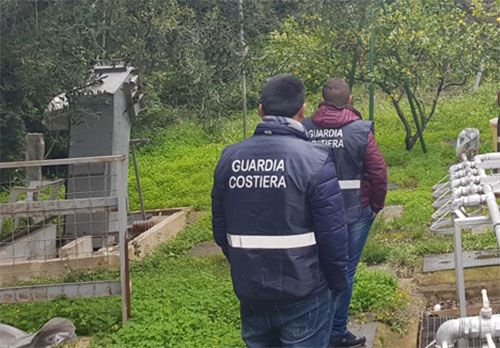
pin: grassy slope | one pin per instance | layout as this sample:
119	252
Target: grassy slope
184	301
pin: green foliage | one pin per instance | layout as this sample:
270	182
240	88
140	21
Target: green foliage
377	291
96	317
177	168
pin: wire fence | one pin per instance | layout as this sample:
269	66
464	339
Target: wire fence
63	238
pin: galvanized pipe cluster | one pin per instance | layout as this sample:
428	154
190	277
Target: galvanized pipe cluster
467	186
485	326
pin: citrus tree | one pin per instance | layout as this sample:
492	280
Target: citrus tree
426	47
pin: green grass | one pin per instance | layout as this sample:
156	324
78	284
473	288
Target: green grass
180	300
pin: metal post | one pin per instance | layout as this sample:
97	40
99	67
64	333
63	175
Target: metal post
244	51
372	68
479	74
121	177
459	267
138	178
354	66
415	116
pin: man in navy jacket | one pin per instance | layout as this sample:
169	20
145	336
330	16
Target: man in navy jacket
362	174
278	216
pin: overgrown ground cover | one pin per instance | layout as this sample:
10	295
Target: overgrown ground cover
180	300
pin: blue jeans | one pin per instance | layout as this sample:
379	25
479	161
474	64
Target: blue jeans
302	324
358	233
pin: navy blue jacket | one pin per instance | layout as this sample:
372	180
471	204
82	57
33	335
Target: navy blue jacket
271	191
349	146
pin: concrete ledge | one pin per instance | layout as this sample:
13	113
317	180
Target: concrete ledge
147	242
172	221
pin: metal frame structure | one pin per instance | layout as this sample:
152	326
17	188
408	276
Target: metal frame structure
468	187
116	203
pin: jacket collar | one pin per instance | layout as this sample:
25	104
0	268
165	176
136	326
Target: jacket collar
279	125
330	116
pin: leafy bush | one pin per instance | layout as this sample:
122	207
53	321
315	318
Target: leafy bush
376	291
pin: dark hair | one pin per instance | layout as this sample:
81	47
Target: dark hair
283	95
337	92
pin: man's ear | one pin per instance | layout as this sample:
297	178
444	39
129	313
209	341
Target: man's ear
299	116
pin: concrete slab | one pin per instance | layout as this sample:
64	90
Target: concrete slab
391	212
37	245
474	258
366	329
80	247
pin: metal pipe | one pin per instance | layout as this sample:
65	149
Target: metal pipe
138	181
471	327
459	267
491	202
372	67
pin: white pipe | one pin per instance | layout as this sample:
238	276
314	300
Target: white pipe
494	213
471	327
489	340
487	157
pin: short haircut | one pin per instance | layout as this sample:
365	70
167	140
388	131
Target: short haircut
283	95
337	92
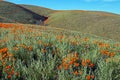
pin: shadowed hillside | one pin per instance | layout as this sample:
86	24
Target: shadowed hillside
98	23
39	10
18	13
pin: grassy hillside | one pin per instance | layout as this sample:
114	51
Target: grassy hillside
30	52
17	13
39	10
98	23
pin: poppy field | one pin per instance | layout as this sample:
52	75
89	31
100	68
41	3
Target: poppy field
30	52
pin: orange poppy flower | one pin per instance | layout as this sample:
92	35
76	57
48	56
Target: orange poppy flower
76	64
75	73
88	77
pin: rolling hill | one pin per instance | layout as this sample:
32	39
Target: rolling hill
18	14
98	23
39	10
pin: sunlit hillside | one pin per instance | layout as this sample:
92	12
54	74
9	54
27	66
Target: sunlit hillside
30	52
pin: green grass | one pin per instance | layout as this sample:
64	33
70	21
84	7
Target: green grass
39	51
99	23
17	13
39	10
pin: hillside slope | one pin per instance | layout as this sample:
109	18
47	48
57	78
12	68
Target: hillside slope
39	10
18	14
98	23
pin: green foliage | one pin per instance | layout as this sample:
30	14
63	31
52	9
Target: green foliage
38	53
91	22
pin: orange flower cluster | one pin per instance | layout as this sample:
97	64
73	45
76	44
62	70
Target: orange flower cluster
107	53
86	39
7	58
103	45
30	48
4	25
60	37
69	61
87	62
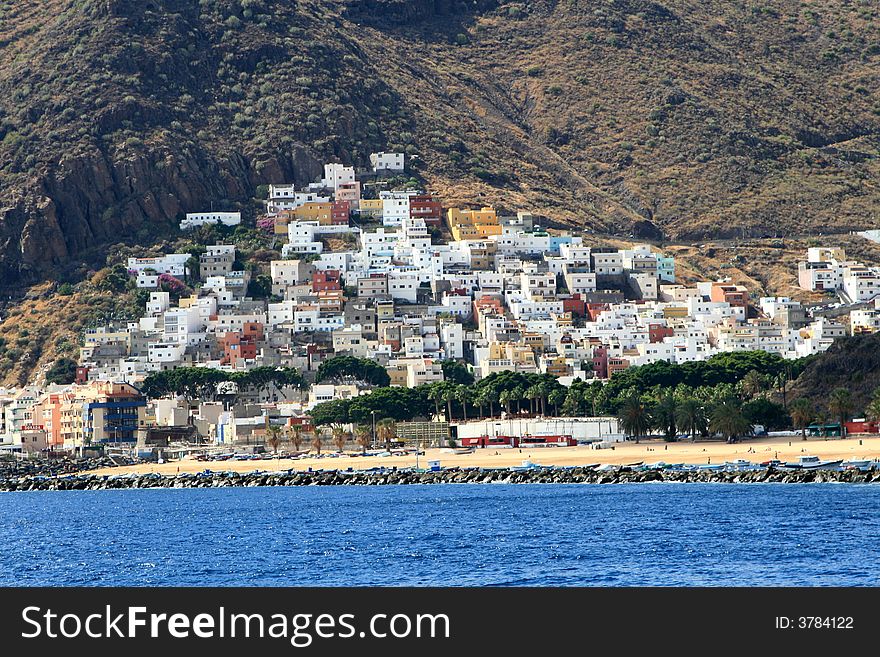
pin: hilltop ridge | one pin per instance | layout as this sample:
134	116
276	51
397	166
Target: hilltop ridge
115	117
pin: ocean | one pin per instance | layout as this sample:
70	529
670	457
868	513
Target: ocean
446	535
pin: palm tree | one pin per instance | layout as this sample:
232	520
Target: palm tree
544	390
296	436
340	436
557	399
519	395
727	419
317	440
753	384
840	406
449	395
363	434
480	401
273	437
572	404
873	409
491	399
533	393
437	395
387	431
664	415
802	413
690	416
634	417
781	382
464	395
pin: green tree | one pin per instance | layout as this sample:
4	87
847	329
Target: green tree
273	437
767	413
557	398
62	372
753	384
840	406
340	436
456	372
691	417
802	414
728	419
872	411
464	395
295	432
363	436
387	432
664	415
342	368
437	394
634	417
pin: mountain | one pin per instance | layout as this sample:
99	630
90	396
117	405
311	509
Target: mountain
683	117
852	363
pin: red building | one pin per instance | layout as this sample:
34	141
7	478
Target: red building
241	344
735	295
426	207
600	362
656	332
593	310
326	279
574	305
82	375
490	441
862	426
547	441
340	213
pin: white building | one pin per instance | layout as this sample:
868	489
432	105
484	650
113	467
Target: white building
195	219
387	161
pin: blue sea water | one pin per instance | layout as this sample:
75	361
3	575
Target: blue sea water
446	535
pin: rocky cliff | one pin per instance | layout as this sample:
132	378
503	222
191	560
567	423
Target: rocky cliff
659	118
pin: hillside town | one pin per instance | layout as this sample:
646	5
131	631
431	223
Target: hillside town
410	286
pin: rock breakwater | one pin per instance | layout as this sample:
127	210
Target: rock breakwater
222	479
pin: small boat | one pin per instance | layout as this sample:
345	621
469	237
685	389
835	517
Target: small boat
812	463
740	464
865	465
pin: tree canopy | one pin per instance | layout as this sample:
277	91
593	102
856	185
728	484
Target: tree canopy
341	368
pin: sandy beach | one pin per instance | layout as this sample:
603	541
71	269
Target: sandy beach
755	450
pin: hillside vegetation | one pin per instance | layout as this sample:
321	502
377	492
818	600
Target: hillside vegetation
707	119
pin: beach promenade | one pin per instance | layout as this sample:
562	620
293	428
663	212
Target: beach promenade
701	452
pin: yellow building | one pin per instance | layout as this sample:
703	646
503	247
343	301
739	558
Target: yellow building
315	211
472	224
372	207
675	312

**REQUIRED TASK**
Could you return all of the records above line for line, without changing anything, and leave out the pictures?

**RESPONSE TO THE TASK**
pin: grassy slope | one pin per instance | layout as this sample:
119	252
Target: grassy slope
184	301
pin: green foliage | one pin per instance | layout as this sample:
270	182
240	88
140	21
Target: green foliage
377	291
96	317
177	168
pin: wire fence | one pin per instance | layout as this sample:
269	66
464	339
Target: wire fence
63	238
pin: galvanized pipe cluster | one pin per instance | layout as this sample:
428	154
190	277
Target: galvanized pipe cluster
467	186
485	326
pin: citrus tree | one pin per instance | layout as this sample:
492	280
Target: citrus tree
426	47
pin: green grass | one pin per instance | layout as this sample:
156	324
78	284
473	288
Target: green grass
180	300
pin: metal post | one pin per instance | layout as this sample:
97	40
99	67
64	333
63	175
Target: metal post
244	51
372	68
479	74
121	177
459	267
138	178
354	66
415	116
pin: man in navy jacket | one pin per instance | layout as this sample:
169	20
145	336
330	16
Target: man in navy jacket
362	174
278	216
pin: overgrown ground cover | one pin per instance | layout as this sample:
10	295
Target: overgrown ground cover
180	300
pin: blue jeans | one pin per instance | layout as this sample:
379	25
479	161
474	64
Target: blue jeans
302	324
358	233
pin: navy blue jacket | one pin per instance | layout as this sample:
372	180
471	204
82	57
33	335
Target: navy blue jacket
271	191
349	146
pin: concrete ledge | one pin per instance | layout as this sample:
13	113
317	180
Target: concrete ledge
147	242
172	221
pin: metal frame structure | one pin per instance | layout as this sample:
152	326
17	188
408	276
Target: metal frame structure
468	187
116	203
pin: jacket collar | one pin per instance | layout as this sample:
25	104
0	268
165	176
136	326
Target: jacket collar
279	125
330	116
pin: leafy bush | one pin per instance | layout as this sample:
122	207
53	321
315	318
Target: leafy bush
376	291
pin: dark hair | one pin per instance | layout as this sample:
81	47
Target: dark hair
283	95
337	92
pin: man's ear | one pin per instance | layout as this sample:
297	178
444	39
129	313
209	341
Target: man's ear
299	116
pin: concrete slab | one pin per instance | layout as this sample:
64	90
Target: concrete slab
391	212
37	245
474	258
366	329
80	247
pin: metal pipe | one pin per instance | layout as this sample:
65	149
Target: metal pipe
138	181
471	327
459	267
491	202
372	67
pin: white pipe | one pin per instance | layout as this sample:
238	276
314	300
Target: white pipe
494	213
471	327
489	340
487	157
pin: short haircut | one pin per instance | layout as this sample:
365	70
167	140
388	131
Target: short haircut
283	95
337	92
pin: shadowed hillside | one pin per instance | layout as this sample:
86	24
Target: shadowed hillside
98	23
39	10
18	13
pin: grassy hillside | one pin per instance | layout as this sample:
114	51
Target: grassy hillside
30	52
17	13
39	10
98	23
pin: poppy field | one pin per instance | layout as this sample:
52	75
89	31
100	68
41	3
Target: poppy field
30	52
pin: orange poppy flower | one pin per instance | layout as this sample:
92	35
76	57
48	56
Target: orange poppy flower
76	64
75	73
88	77
pin: rolling hill | one pin per instance | layout as this sample:
32	39
Target: rolling hill
18	14
98	23
39	10
pin: sunlit hillside | one pin per instance | layout as this sample:
92	12
54	74
9	54
27	66
Target: sunlit hillside
30	52
pin: green grass | one pin per instance | layout as this sample:
64	33
70	21
84	7
Target: green grass
39	51
99	23
17	13
39	10
pin: hillside slope | one pin per instance | layout as this sample:
109	18
47	48
57	78
12	68
Target: hillside slope
39	10
18	14
98	23
pin: green foliage | one pin per instance | layout as this sample:
30	14
63	31
52	9
Target: green foliage
38	53
91	22
pin: orange flower cluster | one pin per instance | layout as this sample:
97	64
73	45
76	44
62	70
Target: orange flower cluster
107	53
86	39
7	58
103	45
30	48
4	25
60	37
69	61
87	62
pin: hilltop ridge | one pin per instance | layout as this sample:
134	116
276	51
397	166
Target: hilltop ridge
115	117
pin: ocean | one pin per instance | layout as this sample:
70	529
670	457
868	513
Target: ocean
446	535
pin: palm tree | one pin per instance | layout as this sample:
232	520
Target: palm tree
544	390
296	436
340	436
557	399
519	395
727	419
317	440
753	384
840	406
449	395
363	434
480	401
273	437
572	404
873	409
491	399
533	393
437	395
387	431
664	415
802	413
690	416
634	417
781	382
464	395
pin: green tree | one pin per instance | layout as this sample:
4	87
847	329
Target: green tree
273	437
767	413
557	398
62	372
753	384
840	406
340	436
456	372
691	417
802	414
728	419
872	411
464	395
295	432
363	436
387	432
664	415
342	368
437	394
634	417
pin: mountain | one pin per instance | layout as this sample:
99	630
90	396
117	405
311	509
Target: mountain
683	117
852	363
pin: red building | one pin per instance | layout as this sample:
34	141
7	478
Target: red building
241	344
735	295
426	207
600	362
656	332
593	310
326	279
574	305
82	375
490	441
862	426
547	441
340	213
pin: white building | one pin per instance | layout as this sample:
868	489
432	105
484	650
113	467
Target: white building
195	219
387	161
pin: blue sea water | one pin per instance | layout as this sample:
75	361
3	575
Target: blue sea water
446	535
pin: rocky cliff | one pin per instance | layout as this sample:
132	378
503	222
191	560
567	423
Target: rocky cliff
659	118
pin: hillside town | one pin per instance | layout as this sample:
646	5
131	631
431	223
Target: hillside town
410	286
pin: rock breakwater | one pin per instance | layout as this sample:
127	210
Target: rock breakwater
222	479
pin: small boat | one pin per instance | layout as this sample:
345	621
469	237
685	389
835	517
Target: small boat
812	463
740	464
865	465
pin: tree canopy | one pin per instance | layout as this sample:
277	91
593	102
856	185
728	484
Target: tree canopy
341	368
pin: sandy beach | one pin per instance | layout as this sample:
603	541
71	269
Target: sandy beach
755	450
pin: hillside vegetation | one pin per instance | layout as this sample:
321	502
377	492
818	600
Target: hillside vegetation
707	119
pin: beach promenade | one pin per instance | layout as this sample:
562	620
293	428
663	212
Target: beach promenade
701	452
pin: yellow building | one pin per instance | layout as this sample:
703	646
503	247
343	301
739	558
Target: yellow building
315	211
472	224
372	207
675	312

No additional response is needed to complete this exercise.